* Exercise data
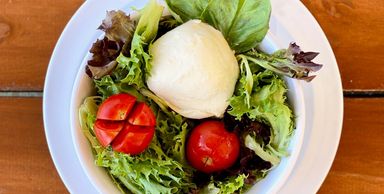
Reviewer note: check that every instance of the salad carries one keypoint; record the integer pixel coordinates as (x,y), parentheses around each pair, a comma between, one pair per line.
(186,102)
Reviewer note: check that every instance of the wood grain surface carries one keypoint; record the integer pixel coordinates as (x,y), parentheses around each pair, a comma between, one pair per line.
(29,30)
(359,163)
(355,30)
(25,163)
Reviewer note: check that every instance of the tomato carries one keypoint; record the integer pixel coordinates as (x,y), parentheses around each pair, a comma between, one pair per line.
(142,115)
(133,139)
(106,131)
(211,148)
(116,107)
(124,124)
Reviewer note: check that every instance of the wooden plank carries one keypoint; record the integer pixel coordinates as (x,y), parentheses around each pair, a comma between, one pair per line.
(355,30)
(359,163)
(25,163)
(29,30)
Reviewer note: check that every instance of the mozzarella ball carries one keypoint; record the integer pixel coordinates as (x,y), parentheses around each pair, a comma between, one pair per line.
(193,70)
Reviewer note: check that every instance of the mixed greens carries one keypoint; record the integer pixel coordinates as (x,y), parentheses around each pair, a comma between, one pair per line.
(258,111)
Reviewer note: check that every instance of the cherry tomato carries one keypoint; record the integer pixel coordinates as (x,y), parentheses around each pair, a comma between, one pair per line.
(116,107)
(106,131)
(211,148)
(133,139)
(142,115)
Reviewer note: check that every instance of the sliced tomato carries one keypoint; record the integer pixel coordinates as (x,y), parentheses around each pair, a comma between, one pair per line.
(116,107)
(142,115)
(133,139)
(106,131)
(211,148)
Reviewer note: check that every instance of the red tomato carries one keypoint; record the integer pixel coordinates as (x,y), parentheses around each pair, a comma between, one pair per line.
(106,131)
(116,107)
(211,148)
(133,139)
(142,115)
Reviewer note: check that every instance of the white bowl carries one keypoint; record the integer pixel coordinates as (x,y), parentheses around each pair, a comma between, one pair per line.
(83,87)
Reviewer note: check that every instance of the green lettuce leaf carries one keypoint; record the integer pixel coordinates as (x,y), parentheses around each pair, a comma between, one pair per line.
(244,23)
(267,103)
(230,185)
(132,69)
(153,171)
(291,62)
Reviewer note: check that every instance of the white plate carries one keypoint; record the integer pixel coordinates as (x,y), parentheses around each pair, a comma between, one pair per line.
(290,21)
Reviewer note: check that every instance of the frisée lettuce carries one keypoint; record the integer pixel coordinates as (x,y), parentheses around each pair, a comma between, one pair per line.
(258,112)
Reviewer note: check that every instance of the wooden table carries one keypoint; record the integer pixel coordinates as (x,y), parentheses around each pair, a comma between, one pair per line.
(29,30)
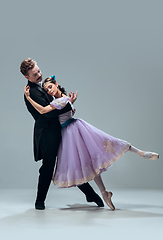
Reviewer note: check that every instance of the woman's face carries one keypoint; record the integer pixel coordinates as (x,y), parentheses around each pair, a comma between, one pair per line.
(51,89)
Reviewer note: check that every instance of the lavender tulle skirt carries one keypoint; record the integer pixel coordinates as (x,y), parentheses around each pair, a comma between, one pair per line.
(84,153)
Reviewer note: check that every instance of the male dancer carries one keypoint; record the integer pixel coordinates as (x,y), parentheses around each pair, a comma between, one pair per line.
(47,134)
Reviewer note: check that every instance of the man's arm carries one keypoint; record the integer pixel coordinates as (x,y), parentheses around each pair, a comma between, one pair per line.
(41,99)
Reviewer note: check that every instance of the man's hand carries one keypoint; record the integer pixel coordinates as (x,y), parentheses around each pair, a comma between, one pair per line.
(73,97)
(26,91)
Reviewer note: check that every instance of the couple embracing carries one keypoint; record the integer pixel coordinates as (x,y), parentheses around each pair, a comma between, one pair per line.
(83,152)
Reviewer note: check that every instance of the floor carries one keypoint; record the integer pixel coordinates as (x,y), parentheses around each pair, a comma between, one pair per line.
(138,215)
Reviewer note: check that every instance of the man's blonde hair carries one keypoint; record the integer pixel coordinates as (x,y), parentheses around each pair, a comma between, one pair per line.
(26,65)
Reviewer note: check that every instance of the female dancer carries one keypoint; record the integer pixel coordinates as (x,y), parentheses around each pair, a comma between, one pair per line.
(85,151)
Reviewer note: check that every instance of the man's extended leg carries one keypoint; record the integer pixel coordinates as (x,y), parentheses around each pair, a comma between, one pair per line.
(90,194)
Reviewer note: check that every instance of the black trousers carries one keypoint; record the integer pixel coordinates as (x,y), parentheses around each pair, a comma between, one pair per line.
(49,145)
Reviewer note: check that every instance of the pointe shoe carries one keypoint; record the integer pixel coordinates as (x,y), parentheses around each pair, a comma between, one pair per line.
(148,155)
(107,198)
(95,198)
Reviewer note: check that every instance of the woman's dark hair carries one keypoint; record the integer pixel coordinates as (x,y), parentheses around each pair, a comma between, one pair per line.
(52,80)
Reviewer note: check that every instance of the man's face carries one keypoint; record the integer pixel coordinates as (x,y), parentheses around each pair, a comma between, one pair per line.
(34,75)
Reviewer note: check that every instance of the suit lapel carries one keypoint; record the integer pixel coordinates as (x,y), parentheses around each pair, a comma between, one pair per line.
(39,89)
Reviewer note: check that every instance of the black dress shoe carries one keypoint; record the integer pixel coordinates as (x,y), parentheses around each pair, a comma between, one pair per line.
(95,199)
(39,205)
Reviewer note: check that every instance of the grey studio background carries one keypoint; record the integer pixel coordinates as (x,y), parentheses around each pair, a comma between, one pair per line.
(111,52)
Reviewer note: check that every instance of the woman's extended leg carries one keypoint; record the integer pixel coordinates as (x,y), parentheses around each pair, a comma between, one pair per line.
(145,154)
(106,195)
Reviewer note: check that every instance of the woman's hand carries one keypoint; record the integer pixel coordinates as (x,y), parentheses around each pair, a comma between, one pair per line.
(73,97)
(26,91)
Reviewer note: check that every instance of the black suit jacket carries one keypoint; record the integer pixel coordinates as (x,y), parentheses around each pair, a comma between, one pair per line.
(42,121)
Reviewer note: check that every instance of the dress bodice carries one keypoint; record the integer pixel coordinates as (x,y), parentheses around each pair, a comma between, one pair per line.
(60,103)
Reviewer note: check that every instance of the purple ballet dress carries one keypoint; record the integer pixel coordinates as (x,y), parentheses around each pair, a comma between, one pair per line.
(84,151)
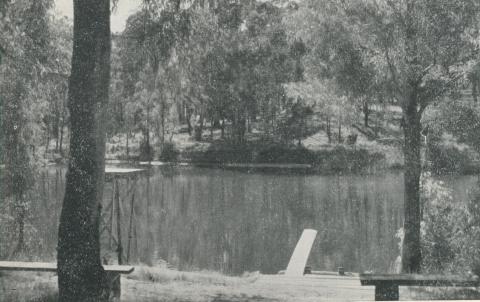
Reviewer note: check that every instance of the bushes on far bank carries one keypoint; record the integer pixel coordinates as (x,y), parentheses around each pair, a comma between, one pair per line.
(337,159)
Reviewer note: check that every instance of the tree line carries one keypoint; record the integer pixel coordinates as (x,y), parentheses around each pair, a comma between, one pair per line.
(231,63)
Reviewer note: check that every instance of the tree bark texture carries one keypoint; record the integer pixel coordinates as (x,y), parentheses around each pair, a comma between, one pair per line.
(80,273)
(411,250)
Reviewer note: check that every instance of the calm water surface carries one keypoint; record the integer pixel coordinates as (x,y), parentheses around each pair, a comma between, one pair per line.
(234,221)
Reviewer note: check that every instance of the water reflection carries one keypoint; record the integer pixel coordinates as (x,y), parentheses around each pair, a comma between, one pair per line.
(231,221)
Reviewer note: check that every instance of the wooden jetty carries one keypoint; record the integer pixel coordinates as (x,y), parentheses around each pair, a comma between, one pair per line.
(298,260)
(268,166)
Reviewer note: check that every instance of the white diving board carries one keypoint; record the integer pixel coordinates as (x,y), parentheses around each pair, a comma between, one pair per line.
(299,258)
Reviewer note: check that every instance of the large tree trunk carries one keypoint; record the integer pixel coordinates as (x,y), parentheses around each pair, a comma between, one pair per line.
(80,273)
(411,252)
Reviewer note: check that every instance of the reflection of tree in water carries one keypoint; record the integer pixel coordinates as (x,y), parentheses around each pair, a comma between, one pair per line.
(231,221)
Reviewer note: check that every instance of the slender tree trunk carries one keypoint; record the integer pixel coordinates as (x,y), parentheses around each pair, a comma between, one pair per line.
(411,250)
(223,128)
(366,113)
(411,253)
(80,274)
(329,130)
(475,90)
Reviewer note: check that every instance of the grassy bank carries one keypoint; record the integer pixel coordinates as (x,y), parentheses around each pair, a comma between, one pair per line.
(148,284)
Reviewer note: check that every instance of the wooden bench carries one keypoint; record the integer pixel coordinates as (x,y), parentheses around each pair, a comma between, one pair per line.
(386,285)
(113,271)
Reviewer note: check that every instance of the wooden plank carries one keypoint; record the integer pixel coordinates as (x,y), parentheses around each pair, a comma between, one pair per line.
(299,258)
(418,279)
(52,267)
(28,266)
(122,171)
(270,166)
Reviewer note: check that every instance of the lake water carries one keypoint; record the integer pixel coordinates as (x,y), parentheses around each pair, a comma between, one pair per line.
(234,221)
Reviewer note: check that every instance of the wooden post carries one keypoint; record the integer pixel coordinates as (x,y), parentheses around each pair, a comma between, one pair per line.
(113,279)
(386,292)
(119,224)
(112,213)
(130,227)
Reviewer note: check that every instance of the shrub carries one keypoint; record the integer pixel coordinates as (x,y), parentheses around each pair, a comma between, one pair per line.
(146,151)
(169,152)
(450,230)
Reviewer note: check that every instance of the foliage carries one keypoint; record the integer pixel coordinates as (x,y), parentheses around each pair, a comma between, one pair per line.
(450,230)
(169,152)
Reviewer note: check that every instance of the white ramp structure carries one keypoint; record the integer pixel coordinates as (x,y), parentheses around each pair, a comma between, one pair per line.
(299,258)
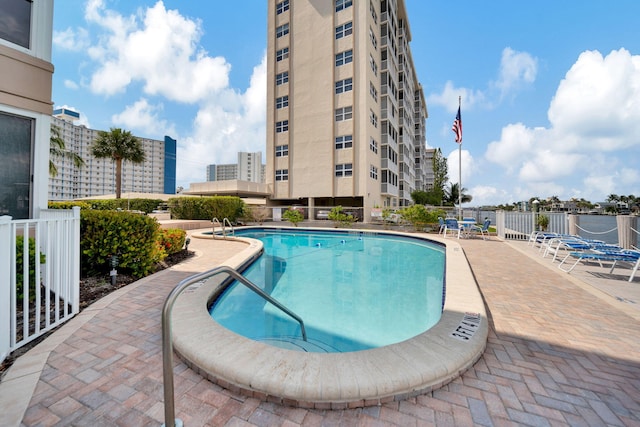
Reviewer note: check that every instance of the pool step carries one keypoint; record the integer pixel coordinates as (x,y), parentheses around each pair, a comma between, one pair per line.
(298,344)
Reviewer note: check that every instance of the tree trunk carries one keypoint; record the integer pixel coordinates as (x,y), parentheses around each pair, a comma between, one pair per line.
(118,178)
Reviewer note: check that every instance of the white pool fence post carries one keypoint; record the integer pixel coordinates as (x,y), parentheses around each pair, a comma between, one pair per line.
(5,286)
(627,231)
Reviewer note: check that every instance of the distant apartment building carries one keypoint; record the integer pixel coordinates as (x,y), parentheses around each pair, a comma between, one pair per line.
(25,106)
(345,111)
(157,174)
(249,168)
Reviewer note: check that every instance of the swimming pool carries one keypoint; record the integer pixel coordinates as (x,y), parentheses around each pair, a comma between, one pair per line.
(353,290)
(333,380)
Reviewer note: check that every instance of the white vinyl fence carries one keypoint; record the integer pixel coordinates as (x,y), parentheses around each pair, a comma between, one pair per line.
(39,275)
(520,225)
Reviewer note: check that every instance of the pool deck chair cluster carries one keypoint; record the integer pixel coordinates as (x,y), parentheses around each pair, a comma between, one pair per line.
(572,250)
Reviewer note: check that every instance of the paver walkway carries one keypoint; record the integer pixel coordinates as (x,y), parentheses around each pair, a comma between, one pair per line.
(557,354)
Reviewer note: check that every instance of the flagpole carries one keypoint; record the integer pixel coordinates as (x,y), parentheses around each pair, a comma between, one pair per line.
(460,168)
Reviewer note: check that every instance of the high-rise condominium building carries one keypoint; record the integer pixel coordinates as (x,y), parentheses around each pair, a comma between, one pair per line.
(346,113)
(157,174)
(249,168)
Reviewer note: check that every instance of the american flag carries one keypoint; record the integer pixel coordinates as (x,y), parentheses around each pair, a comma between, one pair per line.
(457,127)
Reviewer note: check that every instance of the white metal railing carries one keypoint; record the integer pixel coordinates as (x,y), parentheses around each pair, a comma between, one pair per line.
(49,279)
(519,225)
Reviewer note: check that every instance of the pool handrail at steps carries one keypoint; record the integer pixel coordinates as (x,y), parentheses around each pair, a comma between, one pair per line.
(167,343)
(222,226)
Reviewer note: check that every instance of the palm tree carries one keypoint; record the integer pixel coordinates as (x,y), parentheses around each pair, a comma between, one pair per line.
(57,148)
(118,145)
(452,194)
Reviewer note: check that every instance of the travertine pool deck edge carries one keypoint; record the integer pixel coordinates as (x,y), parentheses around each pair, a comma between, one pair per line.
(336,380)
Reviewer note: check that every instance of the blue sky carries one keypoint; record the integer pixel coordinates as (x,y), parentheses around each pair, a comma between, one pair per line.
(550,90)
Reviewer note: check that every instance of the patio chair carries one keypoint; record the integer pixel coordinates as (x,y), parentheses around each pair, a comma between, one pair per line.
(482,229)
(604,255)
(451,226)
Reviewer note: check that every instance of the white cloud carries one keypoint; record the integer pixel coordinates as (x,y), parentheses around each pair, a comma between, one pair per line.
(146,117)
(155,57)
(72,40)
(161,52)
(594,116)
(229,123)
(83,120)
(598,102)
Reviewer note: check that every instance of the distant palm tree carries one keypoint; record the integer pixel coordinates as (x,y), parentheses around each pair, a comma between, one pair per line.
(57,148)
(118,145)
(452,194)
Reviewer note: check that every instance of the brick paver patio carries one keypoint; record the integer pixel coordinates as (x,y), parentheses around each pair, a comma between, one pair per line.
(558,354)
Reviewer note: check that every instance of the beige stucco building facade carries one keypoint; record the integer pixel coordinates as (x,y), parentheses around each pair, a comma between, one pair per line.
(25,106)
(345,111)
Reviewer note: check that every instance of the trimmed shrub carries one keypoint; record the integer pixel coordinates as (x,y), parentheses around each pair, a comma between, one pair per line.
(419,216)
(294,216)
(143,205)
(171,240)
(132,238)
(31,267)
(207,208)
(340,218)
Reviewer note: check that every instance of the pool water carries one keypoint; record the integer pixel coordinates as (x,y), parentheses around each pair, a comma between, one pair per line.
(353,290)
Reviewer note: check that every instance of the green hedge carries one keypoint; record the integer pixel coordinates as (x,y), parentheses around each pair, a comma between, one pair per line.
(69,205)
(171,240)
(133,238)
(143,205)
(207,208)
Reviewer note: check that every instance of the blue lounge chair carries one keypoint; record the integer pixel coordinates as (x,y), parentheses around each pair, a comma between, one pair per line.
(604,255)
(483,229)
(451,226)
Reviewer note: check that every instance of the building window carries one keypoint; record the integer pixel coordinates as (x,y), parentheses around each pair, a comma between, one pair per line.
(373,172)
(344,30)
(373,145)
(282,30)
(343,4)
(282,126)
(15,164)
(345,141)
(344,57)
(345,169)
(373,91)
(282,78)
(373,118)
(282,150)
(345,113)
(282,175)
(16,22)
(344,85)
(282,54)
(282,7)
(372,9)
(282,102)
(374,66)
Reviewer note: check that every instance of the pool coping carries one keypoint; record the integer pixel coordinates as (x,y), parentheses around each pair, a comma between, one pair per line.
(336,380)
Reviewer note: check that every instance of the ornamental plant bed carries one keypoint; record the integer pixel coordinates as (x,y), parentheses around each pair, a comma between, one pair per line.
(91,290)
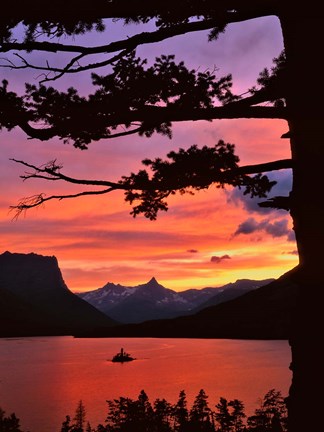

* What needs to be done
Inclusive range, exact copy: the line containing "Reviewer note: check that every instance of the ornamental" through the last line of the listing. Print nothing else, and no pictures.

* Response
Reviewer note: check that every instance of the ornamental plant bed carries one keypoint; record the integer pixel coordinates as (x,y), parentheses around each pair, a comma between, one pair per line.
(91,290)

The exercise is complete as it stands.